Lemmings

It seems like folks are giving me more antidotes but no empirical studies to support their claim. Maybe I will give you one at the end of this post. One good turn deserves another.

Two quick comments. It seems like a vocal minority never bothered to read the research papers presented. How can we carry on if any evidence presented is ignored? People continue to believe that elites do not admit students who are unable to do the work they went there for, after I posted the Duke study that shows exactly that.

Secondly, I don’t think misrepresenting someone is terribly helpful. If I were to say “adcoms sometime make mistakes”, I know it will become “Canuckguy think adcoms are clueless” very quickly. Just quote me instead. This will help to facilitate communication.

Since someone mentioned behavioural economics, here is a quote from a pioneer in the field, Vernon Smith:

Caltech was a meat grinder like I could never have imagined. I studied night, day, weekends and survived hundreds of problems,
I was majoring in physics, but switched to electrical engineering, which was in the same division (Mathematics, Physics and EE) as a senior. In this way I did not have to take the dreaded “Smyth’s course,” required for physics majors, but not EE, and received my BS on schedule in 1949
After Caltech, Harvard seemed easy, and I got virtually straight A’s. …Graduate school is an endurance test, but was not that demanding for me after having survived the undergraduate meat grinder.
The difference between Harvard and Caltech? “At Harvard they believe they are the best in the world; at Caltech they know they are the best in the world.”

I suspect some of you will jump to the conclusion that “Smith said Caltech is harder than Harvard”. I think a more nuance opinion is that Smith finds Caltech physics harder than Harvard economics. Nothing earth-shattering really. I think he has a point.

@alh Very good observation.My concern with employability knows no bound. Is it because I grew up in boarding houses, where drunks falling off the stairs woke me at night? (One died, btw). Or perhaps because my father told us that food does not fall from Heaven? Don’t know.

It also confused the result with the ‘raw material’ so to speak. There is significant drift within MIT once you arrive toward certain engineering disciplines.

- Information supplied -
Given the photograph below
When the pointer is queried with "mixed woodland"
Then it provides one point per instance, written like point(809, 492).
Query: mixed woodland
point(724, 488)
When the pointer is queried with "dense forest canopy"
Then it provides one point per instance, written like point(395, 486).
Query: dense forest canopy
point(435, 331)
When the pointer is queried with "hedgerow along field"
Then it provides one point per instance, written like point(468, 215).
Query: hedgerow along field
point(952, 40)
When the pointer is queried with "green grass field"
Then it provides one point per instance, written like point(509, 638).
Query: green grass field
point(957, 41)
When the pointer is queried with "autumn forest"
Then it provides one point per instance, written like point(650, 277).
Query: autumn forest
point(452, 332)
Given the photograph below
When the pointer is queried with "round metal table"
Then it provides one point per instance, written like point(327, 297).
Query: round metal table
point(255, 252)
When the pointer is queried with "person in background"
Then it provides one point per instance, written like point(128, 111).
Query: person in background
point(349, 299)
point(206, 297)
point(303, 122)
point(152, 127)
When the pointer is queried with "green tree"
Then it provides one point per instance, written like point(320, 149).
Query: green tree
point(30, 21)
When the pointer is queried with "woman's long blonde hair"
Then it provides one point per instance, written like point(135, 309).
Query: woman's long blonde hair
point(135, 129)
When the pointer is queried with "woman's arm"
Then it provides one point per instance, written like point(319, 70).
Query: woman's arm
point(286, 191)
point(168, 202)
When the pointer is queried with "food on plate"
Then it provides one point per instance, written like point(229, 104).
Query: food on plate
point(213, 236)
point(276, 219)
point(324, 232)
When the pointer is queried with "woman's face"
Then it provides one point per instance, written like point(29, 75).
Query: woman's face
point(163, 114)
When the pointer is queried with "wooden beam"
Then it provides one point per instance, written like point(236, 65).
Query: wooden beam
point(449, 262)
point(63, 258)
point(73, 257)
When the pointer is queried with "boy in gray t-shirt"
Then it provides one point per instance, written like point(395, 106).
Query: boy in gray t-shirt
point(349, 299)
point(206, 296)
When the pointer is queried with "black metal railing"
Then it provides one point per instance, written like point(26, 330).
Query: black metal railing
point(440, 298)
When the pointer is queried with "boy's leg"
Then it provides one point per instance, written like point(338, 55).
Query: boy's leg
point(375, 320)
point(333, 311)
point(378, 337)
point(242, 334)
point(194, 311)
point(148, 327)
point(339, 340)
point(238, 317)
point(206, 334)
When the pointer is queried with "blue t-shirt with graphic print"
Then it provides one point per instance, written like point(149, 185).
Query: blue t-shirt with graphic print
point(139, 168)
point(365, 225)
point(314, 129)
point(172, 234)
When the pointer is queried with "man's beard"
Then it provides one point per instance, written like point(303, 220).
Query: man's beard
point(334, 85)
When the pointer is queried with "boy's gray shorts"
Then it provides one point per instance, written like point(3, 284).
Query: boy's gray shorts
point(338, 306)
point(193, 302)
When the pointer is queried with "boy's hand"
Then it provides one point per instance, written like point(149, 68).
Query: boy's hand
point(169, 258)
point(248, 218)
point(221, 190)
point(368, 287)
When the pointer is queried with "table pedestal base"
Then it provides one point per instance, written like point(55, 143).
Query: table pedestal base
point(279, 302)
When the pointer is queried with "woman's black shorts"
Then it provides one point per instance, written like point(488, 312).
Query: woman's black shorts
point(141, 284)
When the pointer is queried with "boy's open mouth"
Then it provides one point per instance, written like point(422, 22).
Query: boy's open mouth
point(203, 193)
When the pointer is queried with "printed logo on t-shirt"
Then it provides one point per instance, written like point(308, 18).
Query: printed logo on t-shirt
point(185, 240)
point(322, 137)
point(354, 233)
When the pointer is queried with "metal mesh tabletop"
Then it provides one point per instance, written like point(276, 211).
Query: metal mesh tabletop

- Work instructions -
Copy out the whole Lemmings post word for word, from its title to its last sentence. The listing is separate material, apart from the Lemmings post.

- In response -
Lemmings

It seems like folks are giving me more antidotes but no empirical studies to support their claim. Maybe I will give you one at the end of this post. One good turn deserves another.

Two quick comments. It seems like a vocal minority never bothered to read the research papers presented. How can we carry on if any evidence presented is ignored? People continue to believe that elites do not admit students who are unable to do the work they went there for, after I posted the Duke study that shows exactly that.

Secondly, I don’t think misrepresenting someone is terribly helpful. If I were to say “adcoms sometime make mistakes”, I know it will become “Canuckguy think adcoms are clueless” very quickly. Just quote me instead. This will help to facilitate communication.

Since someone mentioned behavioural economics, here is a quote from a pioneer in the field, Vernon Smith:

Caltech was a meat grinder like I could never have imagined. I studied night, day, weekends and survived hundreds of problems,
I was majoring in physics, but switched to electrical engineering, which was in the same division (Mathematics, Physics and EE) as a senior. In this way I did not have to take the dreaded “Smyth’s course,” required for physics majors, but not EE, and received my BS on schedule in 1949
After Caltech, Harvard seemed easy, and I got virtually straight A’s. …Graduate school is an endurance test, but was not that demanding for me after having survived the undergraduate meat grinder.
The difference between Harvard and Caltech? “At Harvard they believe they are the best in the world; at Caltech they know they are the best in the world.”

I suspect some of you will jump to the conclusion that “Smith said Caltech is harder than Harvard”. I think a more nuance opinion is that Smith finds Caltech physics harder than Harvard economics. Nothing earth-shattering really. I think he has a point.

@alh Very good observation.My concern with employability knows no bound. Is it because I grew up in boarding houses, where drunks falling off the stairs woke me at night? (One died, btw). Or perhaps because my father told us that food does not fall from Heaven? Don’t know.

It also confused the result with the ‘raw material’ so to speak. There is significant drift within MIT once you arrive toward certain engineering disciplines.